● Instructions for the task: Retype the records below word for word, starting at the line containing "Please locate the bird's eye" and stopping after the line containing "column 39, row 48".

(Collected data)
________________________

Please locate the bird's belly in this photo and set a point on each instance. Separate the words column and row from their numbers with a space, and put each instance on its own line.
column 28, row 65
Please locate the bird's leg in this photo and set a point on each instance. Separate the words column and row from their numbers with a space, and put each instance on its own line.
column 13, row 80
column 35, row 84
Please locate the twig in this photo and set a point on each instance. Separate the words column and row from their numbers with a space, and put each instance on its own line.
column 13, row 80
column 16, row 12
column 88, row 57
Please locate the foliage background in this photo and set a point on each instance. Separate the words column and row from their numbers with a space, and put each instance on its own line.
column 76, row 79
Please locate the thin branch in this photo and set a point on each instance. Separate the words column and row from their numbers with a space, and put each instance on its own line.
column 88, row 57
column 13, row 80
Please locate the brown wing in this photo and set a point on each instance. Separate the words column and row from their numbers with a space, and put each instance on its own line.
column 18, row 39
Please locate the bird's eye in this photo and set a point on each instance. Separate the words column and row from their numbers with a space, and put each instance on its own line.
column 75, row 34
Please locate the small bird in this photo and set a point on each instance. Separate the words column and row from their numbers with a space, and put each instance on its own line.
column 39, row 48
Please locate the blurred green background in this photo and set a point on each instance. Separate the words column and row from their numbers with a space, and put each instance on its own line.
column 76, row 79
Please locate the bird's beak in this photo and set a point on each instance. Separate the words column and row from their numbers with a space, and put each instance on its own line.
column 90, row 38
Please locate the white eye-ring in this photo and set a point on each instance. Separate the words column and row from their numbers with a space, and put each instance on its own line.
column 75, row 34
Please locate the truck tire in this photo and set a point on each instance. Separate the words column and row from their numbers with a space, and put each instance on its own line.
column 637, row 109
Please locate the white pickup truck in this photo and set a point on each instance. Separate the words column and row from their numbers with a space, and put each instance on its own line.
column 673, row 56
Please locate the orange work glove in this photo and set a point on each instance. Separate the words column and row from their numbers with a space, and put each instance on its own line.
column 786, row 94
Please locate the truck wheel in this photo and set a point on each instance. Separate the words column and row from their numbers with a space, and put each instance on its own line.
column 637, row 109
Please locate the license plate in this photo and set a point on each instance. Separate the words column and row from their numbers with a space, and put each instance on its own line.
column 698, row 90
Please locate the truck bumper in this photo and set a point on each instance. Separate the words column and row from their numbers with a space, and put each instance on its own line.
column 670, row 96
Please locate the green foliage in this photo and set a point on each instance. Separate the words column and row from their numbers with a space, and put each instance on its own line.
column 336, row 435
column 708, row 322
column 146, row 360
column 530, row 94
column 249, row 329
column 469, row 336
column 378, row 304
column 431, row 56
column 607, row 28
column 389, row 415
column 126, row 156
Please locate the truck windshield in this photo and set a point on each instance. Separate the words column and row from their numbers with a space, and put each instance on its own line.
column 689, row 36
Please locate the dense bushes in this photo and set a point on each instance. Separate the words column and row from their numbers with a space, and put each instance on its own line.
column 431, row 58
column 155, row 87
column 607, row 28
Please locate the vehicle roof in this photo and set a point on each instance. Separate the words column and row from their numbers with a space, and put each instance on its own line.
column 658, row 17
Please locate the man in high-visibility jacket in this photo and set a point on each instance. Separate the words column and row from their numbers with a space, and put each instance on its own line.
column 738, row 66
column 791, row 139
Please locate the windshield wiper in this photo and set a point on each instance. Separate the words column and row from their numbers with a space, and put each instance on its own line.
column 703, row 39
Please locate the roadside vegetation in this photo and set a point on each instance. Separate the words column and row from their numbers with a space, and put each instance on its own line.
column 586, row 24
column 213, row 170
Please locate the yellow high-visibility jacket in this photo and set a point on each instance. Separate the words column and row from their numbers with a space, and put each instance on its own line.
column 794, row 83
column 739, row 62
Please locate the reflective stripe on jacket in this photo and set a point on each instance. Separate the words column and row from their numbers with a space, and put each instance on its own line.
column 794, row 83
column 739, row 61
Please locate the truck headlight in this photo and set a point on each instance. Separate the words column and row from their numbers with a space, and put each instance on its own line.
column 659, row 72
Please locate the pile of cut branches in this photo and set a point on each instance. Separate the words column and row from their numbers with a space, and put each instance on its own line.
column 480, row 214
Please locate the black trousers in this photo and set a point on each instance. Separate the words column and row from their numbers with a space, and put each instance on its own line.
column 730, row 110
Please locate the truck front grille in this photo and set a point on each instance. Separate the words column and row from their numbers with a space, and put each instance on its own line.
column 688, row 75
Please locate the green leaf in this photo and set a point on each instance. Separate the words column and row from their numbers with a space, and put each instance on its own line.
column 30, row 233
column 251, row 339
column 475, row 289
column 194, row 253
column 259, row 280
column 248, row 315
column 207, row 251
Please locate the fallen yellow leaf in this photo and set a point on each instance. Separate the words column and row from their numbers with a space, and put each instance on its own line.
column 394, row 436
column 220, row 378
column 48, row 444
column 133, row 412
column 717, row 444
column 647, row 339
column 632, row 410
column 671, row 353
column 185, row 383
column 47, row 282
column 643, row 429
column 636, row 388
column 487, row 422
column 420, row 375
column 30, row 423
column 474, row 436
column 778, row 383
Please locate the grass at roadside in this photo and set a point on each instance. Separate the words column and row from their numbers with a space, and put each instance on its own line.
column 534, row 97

________________________

● The completed task:
Please locate the bird's eye in this photo and set a point on each instance. Separate the words column and row from their numbers with a space, and put each instance on its own line.
column 75, row 34
Please locate the small bird in this photo and set a point on each instance. Separate the words column and row from their numbers with a space, and put each instance on its own line.
column 39, row 48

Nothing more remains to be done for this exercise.